# Start of PASSAGE TO READ

The decision to send the DG ISI, in the absence of a framework for such cooperation, was a poor judgement call, especially when other mechanisms exist for such cooperation, including at the very high level, of national security advisors

India has sent Pakistan the dossier which New Delhi says contains detailed evidence of how the Mumbai attack plan was hatched and by whom. Pakistan has officially responded that while it will do whatever it can to unearth those who might be behind the attack, the Indian dossier does not constitute “credible proof”.

These are two different positions and if Pakistan and India have to move forward and normalise, these two positions would need to be reconciled. But that’s exactly where the rub lies. Consider.

As any trial lawyer would inform the government, this evidence cannot hold in a court of law. As it stands, it merely calls for further investigations that can lead to more clues and evidence which, at some point, could be presented in a court and made to stick.

That the evidence must not come unstuck in a court of law is crucial because that is the forum that will ultimately decide the fate of any alleged culprit(s). There is nothing on the table right now which calls for summary execution or sentencing of “terrorists” unless a trial against them can hold them guilty. This is called due process (See Ejaz Haider, “Prosecution’s nightmare”, Daily Times, December 13).

Pakistan’s assertion that the dossier does not constitute “credible evidence” has therefore to be seen and read in that light.

Of course, the question remains of whether the Indian dossier is enough to proceed further in this matter and whether Pakistan should do so. My answer on both counts is ‘yes’.

There is also evidence that organisations like SIG (special investigations group) are already on the job. In fact, as Dr Ijaz Hussain wrote in Daily Times (“Anatomy of the Indian case”; January 14), “If the Indian government is wrong in [making demands] without hard evidence, the Pakistan government too is wrong in hiding behind India’s failure to provide the necessary evidence”.

But this is also where the politics of India-Pakistan relations comes in. India’s oscillation between “no war” and “all options on the table” and its declaration of a “pause” in the dialogue framework have not helped matters. The dialogue framework provides the very mechanisms in and through which cooperation can be extended. As for the “war” option, it implies that New Delhi is holding the Pakistani state complicit in the actions of what it initially said was an attack by “non-state” actors; the war rhetoric has also forced Pakistan to toughen up its stance and signal to India that it is prepared for that eventuality should India choose to actualise that option.

# End of PASSAGE TO READ

#### TO DO:
- A) According to the article on the Indian dossier, why is it crucial that the evidence not come unstuck in a court of law?
- B) Quote the article on the Indian dossier between "Pakistan’s assertion that" and "counts is ‘yes’.", inclusive.

# Start of PROVIDED DATA

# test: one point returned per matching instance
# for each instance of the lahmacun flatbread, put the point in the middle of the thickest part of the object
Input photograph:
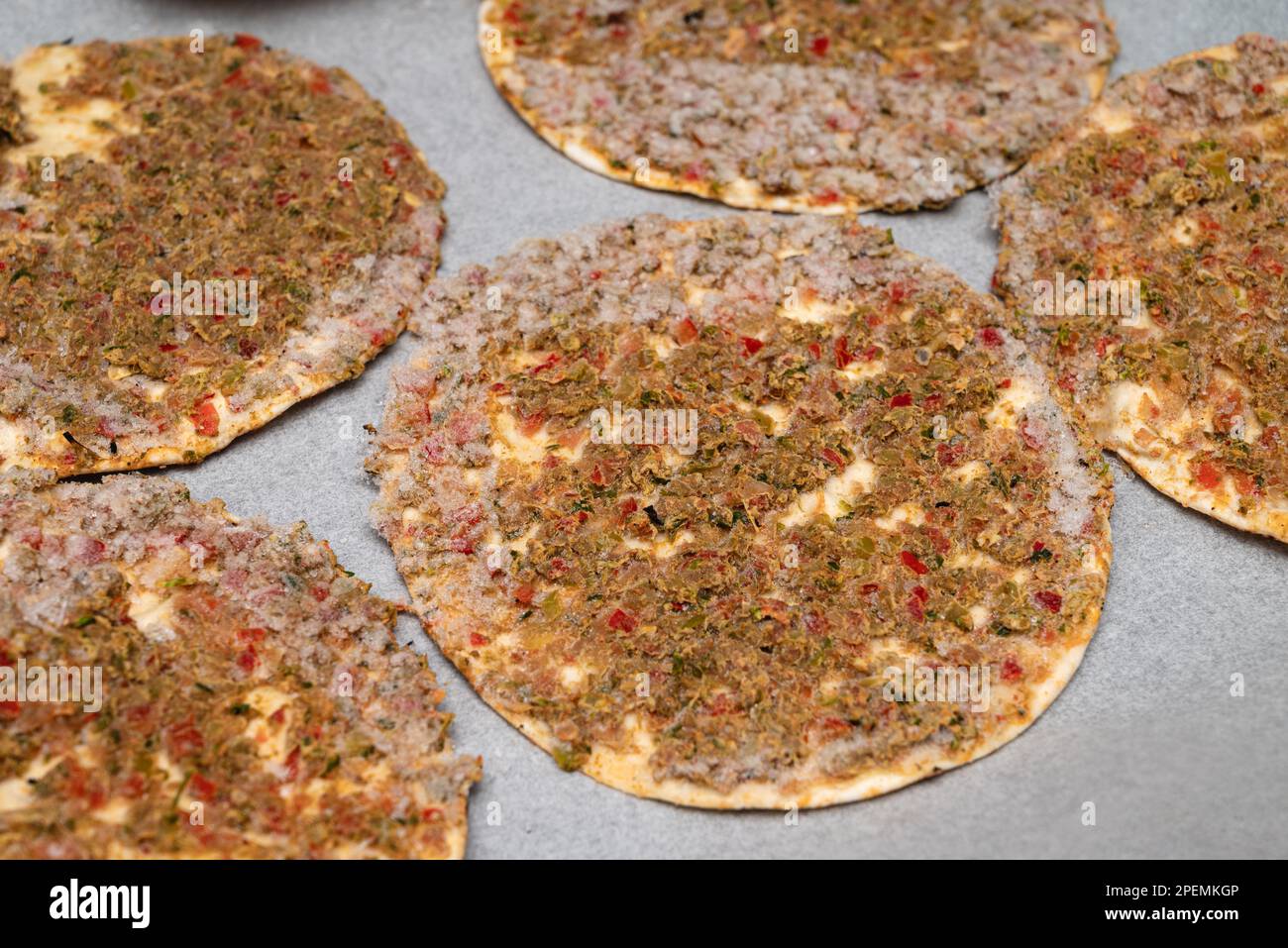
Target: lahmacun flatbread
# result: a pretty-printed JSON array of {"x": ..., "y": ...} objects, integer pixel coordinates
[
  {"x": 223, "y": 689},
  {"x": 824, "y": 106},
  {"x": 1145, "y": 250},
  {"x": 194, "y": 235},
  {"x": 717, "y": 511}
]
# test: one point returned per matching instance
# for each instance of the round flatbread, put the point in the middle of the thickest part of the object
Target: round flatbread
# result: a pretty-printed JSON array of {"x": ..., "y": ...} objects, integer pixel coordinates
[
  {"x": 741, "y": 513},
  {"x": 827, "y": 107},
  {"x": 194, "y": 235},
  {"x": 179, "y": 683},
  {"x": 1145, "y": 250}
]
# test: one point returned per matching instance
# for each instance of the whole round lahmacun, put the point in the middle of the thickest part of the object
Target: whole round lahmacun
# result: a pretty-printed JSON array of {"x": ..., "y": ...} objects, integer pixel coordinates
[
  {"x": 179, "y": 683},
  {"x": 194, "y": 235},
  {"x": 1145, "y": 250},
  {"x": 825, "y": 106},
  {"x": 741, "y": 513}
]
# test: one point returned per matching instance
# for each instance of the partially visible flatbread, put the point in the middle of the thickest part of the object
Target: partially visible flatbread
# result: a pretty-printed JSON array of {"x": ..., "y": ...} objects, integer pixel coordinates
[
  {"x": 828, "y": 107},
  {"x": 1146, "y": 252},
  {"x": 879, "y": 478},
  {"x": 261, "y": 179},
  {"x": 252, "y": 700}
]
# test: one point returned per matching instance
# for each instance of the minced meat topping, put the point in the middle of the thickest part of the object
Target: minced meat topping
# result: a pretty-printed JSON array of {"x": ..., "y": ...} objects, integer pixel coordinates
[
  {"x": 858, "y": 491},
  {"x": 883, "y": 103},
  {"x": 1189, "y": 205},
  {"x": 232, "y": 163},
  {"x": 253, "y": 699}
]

# End of PROVIDED DATA

#### TASK-BY-TASK OUTPUTS:
- A) Because a court of law is the forum that will ultimately decide the fate of any alleged culprits. Nothing on the table calls for executing or sentencing "terrorists" unless a trial can hold them guilty, which the article calls due process.

- B)
Pakistan’s assertion that the dossier does not constitute “credible evidence” has therefore to be seen and read in that light.

Of course, the question remains of whether the Indian dossier is enough to proceed further in this matter and whether Pakistan should do so. My answer on both counts is ‘yes’.